START TEXT UNDER STUDY

Next year marks a bicentennial of sorts. Scholars point to 1817 as the end of the industrial sabotage carried out under the banner of the Luddite movement. It had all started in 1811, when English textile workers rebelled against factory owners who introduced technology which the laborers saw as a threat to their livelihoods. During the peak of the violence, machinery was smashed, mill owners were assassinated and Luddites hanged in reprisal, and the regular British army was called in to crush the revolt.
The origins of the name Luddite are obscure, but may trace back some 30 years earlier to one Ned Ludd who, upon being provoked by a tiresome boss, took a hammer to a couple of knitting machines. Thus his name became forever linked with those ‘destroyers of machines.’ Today the name lives on, but might be more aptly characterized as ‘distrusters of machines.’
Luddites were one of many labor movements that rose up in response to the Industrial Revolution. It’s doubtful whether the original Luddites were actually afraid of technology per se. In today’s parlance, however, the name has been appropriated to apply – derogatorily, and somewhat inaccurately – to anyone who rejects technology. In other words, a technophobe.
Last spring, the prestigious Massachusetts Institute of Technology issued its annual list of Ten Breakthrough Technologies of 2016, and some of these developments might cause even the most ardent Luddite to reconsider. Among the most interesting contenders; genetically engineered immune cells to combat cancers, reusable space rockets, and natural speech recognition software so we can talk to machines more intuitively.

END TEXT UNDER STUDY

- _TASK TO CARRY OUT_: Please rewrite the passage on the Luddites, starting at "The origins of" and ending after "words, a technophobe.", with "knitting machines" changed to "weaving looms".

START EXTRACTED INFORMATION

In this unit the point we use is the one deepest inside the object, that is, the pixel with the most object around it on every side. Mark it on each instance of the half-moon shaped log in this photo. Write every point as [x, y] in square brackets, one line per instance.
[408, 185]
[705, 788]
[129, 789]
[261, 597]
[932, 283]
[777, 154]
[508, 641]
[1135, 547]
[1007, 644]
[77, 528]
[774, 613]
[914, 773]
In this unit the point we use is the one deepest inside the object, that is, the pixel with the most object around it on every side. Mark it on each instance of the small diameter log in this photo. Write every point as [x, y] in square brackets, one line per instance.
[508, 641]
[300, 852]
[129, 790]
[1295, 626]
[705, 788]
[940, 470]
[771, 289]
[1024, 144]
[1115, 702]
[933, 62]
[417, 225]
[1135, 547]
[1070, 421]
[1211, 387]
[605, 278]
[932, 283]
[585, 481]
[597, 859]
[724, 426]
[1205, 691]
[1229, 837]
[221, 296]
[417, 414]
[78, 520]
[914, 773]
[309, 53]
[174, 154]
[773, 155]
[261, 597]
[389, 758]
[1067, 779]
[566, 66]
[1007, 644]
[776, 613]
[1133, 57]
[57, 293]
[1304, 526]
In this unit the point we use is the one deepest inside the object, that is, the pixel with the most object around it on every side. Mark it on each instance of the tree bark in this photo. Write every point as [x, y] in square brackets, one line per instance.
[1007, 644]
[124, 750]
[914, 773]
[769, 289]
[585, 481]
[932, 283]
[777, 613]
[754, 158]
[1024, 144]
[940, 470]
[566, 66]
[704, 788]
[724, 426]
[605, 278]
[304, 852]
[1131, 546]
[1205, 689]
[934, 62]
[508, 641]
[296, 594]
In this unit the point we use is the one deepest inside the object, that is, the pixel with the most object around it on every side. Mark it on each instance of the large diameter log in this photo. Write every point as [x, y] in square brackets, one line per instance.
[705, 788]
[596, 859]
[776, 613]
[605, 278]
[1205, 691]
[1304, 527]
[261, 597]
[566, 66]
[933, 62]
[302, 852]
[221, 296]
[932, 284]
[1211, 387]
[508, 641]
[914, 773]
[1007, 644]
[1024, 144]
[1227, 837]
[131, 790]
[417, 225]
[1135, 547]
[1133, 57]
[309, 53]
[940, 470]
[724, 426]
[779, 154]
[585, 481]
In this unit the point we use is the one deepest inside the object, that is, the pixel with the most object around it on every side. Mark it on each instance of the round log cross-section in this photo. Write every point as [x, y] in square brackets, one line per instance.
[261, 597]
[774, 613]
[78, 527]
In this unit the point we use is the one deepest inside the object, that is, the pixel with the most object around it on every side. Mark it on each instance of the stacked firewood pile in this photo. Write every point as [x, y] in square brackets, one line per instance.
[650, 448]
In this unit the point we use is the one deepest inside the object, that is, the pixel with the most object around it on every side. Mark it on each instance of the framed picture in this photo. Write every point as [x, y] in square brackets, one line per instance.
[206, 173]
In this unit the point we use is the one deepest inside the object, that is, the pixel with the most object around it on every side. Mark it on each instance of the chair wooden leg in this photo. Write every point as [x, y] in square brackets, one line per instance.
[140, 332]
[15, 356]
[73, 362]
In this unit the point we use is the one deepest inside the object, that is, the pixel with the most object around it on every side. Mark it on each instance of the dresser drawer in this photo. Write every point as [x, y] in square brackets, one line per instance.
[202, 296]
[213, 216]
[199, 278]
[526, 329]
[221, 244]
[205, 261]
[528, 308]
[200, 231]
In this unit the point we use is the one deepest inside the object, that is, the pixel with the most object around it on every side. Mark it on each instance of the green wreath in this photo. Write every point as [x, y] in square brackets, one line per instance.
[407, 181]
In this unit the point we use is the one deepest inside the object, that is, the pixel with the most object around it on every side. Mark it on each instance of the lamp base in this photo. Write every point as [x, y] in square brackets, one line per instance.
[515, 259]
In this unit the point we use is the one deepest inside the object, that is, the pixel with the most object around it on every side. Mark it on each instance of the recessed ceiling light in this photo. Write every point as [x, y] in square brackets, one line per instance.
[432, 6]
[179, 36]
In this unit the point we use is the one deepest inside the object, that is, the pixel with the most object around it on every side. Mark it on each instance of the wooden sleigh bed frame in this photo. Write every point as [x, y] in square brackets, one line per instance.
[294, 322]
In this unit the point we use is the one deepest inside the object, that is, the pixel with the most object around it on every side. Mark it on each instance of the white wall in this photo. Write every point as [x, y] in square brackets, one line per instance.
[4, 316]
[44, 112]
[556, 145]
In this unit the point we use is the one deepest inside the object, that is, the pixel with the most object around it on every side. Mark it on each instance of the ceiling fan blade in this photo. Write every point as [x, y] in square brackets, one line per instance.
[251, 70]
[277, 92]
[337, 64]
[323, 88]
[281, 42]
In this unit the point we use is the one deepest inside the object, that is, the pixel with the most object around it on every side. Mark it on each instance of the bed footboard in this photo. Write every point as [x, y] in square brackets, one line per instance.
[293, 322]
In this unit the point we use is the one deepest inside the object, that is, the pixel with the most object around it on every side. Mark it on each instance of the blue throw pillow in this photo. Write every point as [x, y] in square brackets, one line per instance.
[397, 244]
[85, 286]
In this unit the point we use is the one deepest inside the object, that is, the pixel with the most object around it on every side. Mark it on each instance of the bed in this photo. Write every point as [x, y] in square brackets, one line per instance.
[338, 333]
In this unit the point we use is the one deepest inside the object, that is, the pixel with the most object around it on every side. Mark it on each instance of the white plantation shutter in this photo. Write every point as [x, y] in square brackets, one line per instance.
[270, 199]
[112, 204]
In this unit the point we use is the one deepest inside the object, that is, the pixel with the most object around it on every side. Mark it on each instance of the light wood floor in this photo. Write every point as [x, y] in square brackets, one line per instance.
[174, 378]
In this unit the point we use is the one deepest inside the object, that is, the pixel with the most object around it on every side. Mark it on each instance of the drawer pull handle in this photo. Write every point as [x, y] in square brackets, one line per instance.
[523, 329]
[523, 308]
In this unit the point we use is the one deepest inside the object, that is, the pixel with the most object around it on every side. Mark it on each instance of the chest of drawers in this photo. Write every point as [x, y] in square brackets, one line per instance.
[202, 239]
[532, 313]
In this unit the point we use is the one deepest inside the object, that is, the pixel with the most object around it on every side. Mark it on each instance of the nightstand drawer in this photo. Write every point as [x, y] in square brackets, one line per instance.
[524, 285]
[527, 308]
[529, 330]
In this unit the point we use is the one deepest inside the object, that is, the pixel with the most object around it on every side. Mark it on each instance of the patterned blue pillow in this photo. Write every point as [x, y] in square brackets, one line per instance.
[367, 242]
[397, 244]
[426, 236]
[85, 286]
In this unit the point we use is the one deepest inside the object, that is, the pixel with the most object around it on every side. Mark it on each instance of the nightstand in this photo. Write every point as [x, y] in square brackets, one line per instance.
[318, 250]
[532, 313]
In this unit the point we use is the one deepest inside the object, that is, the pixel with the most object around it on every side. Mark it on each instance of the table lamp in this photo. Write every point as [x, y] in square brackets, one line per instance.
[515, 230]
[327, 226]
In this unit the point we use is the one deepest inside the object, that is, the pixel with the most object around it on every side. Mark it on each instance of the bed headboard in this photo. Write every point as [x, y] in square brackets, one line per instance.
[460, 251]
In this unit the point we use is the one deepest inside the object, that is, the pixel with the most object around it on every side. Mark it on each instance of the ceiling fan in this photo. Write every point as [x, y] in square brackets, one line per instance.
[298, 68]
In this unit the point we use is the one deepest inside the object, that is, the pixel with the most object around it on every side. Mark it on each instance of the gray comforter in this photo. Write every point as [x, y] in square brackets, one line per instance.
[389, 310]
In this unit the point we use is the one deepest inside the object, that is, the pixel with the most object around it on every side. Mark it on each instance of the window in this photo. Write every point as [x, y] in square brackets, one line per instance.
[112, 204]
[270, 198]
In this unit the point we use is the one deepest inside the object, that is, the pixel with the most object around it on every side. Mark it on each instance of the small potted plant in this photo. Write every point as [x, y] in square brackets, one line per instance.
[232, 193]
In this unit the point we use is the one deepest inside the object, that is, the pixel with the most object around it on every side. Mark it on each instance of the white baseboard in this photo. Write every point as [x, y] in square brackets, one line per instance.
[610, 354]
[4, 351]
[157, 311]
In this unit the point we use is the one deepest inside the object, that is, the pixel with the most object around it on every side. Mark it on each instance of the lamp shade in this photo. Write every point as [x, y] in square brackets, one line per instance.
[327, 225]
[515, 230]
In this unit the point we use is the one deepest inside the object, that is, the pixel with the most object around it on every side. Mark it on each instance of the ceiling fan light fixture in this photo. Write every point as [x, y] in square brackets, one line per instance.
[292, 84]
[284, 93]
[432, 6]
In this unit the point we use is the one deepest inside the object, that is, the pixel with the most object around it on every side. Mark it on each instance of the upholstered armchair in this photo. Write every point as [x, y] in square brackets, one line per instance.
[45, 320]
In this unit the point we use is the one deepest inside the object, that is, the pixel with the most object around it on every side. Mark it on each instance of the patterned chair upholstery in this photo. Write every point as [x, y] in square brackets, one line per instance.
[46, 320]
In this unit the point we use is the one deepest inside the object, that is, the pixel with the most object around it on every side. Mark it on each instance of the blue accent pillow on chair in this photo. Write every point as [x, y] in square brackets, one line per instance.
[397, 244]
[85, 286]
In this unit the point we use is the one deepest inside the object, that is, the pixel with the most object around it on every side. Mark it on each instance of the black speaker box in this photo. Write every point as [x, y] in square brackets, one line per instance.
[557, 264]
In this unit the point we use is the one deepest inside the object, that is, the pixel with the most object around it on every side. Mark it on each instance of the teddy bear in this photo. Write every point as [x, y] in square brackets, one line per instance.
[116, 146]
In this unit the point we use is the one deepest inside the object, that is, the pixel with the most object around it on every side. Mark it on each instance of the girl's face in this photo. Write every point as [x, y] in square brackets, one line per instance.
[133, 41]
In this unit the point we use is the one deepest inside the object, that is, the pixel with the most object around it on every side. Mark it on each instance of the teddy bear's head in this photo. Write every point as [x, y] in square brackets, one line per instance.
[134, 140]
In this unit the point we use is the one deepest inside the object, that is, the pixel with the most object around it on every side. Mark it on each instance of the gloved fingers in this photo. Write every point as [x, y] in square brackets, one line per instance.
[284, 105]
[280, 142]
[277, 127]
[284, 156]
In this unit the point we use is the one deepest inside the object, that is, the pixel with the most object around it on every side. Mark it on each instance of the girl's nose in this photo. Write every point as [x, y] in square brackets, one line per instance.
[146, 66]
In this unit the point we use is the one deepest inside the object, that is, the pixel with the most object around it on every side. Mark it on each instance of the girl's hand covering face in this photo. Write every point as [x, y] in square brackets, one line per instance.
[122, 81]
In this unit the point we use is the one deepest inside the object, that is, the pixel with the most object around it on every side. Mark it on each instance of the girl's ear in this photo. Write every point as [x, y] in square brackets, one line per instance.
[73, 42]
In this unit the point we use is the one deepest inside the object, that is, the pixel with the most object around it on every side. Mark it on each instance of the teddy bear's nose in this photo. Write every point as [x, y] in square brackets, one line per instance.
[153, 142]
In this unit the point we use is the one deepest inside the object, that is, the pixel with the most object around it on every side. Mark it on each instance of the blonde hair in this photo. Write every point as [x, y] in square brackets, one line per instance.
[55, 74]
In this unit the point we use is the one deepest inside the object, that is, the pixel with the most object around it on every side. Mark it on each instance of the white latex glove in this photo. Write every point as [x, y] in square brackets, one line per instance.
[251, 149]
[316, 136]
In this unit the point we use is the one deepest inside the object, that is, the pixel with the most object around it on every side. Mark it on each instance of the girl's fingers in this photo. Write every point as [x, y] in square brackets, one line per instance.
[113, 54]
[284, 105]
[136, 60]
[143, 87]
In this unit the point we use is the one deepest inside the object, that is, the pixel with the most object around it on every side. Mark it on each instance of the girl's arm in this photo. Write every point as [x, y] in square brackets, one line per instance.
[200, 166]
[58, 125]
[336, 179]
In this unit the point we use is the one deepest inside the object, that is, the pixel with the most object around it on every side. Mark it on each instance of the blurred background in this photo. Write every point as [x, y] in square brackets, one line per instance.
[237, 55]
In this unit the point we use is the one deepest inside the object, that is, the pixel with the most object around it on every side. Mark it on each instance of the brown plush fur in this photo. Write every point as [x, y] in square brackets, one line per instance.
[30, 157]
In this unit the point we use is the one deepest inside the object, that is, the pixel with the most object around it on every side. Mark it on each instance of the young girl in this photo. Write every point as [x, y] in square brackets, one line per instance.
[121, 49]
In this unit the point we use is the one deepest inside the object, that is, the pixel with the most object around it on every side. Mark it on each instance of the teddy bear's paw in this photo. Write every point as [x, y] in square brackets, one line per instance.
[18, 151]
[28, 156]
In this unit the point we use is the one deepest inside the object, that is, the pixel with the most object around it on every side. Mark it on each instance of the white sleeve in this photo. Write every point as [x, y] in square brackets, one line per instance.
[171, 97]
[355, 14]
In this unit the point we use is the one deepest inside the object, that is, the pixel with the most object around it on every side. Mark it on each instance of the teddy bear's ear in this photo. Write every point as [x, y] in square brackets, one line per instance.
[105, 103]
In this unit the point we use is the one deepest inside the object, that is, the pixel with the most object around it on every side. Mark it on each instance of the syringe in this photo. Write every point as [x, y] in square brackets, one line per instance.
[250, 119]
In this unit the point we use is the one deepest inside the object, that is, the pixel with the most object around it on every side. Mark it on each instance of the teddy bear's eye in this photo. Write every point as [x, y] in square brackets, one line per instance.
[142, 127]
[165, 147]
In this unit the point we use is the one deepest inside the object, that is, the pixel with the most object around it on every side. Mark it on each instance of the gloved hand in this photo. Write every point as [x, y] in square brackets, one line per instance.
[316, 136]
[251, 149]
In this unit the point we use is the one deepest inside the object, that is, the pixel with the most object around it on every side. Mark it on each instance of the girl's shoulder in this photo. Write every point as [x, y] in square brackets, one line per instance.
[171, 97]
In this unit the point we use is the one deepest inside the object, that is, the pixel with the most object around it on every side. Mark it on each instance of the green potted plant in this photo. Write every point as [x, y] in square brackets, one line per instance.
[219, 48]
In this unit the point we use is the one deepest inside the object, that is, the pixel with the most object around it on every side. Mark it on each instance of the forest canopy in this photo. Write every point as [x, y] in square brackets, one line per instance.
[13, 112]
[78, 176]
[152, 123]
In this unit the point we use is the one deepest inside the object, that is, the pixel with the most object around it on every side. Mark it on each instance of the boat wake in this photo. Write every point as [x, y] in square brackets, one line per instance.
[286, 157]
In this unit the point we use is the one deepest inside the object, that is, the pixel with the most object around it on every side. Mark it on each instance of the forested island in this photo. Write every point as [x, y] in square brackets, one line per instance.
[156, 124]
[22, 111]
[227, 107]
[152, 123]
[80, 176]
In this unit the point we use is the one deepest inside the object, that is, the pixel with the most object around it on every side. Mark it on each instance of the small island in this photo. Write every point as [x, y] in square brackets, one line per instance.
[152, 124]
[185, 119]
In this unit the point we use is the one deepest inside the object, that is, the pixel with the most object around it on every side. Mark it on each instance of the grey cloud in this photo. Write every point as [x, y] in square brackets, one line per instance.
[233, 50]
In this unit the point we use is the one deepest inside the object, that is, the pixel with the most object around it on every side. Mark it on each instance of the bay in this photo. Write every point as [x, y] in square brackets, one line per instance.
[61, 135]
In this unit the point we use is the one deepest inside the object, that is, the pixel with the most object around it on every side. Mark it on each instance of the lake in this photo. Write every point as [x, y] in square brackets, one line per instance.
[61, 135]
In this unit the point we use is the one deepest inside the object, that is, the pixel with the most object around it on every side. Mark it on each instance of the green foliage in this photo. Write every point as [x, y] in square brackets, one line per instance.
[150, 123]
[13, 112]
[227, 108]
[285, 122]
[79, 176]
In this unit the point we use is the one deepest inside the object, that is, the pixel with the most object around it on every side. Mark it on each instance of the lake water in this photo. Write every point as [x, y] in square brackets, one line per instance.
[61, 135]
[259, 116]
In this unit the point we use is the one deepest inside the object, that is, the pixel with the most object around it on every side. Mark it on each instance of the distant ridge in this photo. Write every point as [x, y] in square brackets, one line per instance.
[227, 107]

END EXTRACTED INFORMATION

- _ANSWER SPACE_:
The origins of the name Luddite are obscure, but may trace back some 30 years earlier to one Ned Ludd who, upon being provoked by a tiresome boss, took a hammer to a couple of weaving looms. Thus his name became forever linked with those ‘destroyers of machines.’ Today the name lives on, but might be more aptly characterized as ‘distrusters of machines.’
Luddites were one of many labor movements that rose up in response to the Industrial Revolution. It’s doubtful whether the original Luddites were actually afraid of technology per se. In today’s parlance, however, the name has been appropriated to apply – derogatorily, and somewhat inaccurately – to anyone who rejects technology. In other words, a technophobe.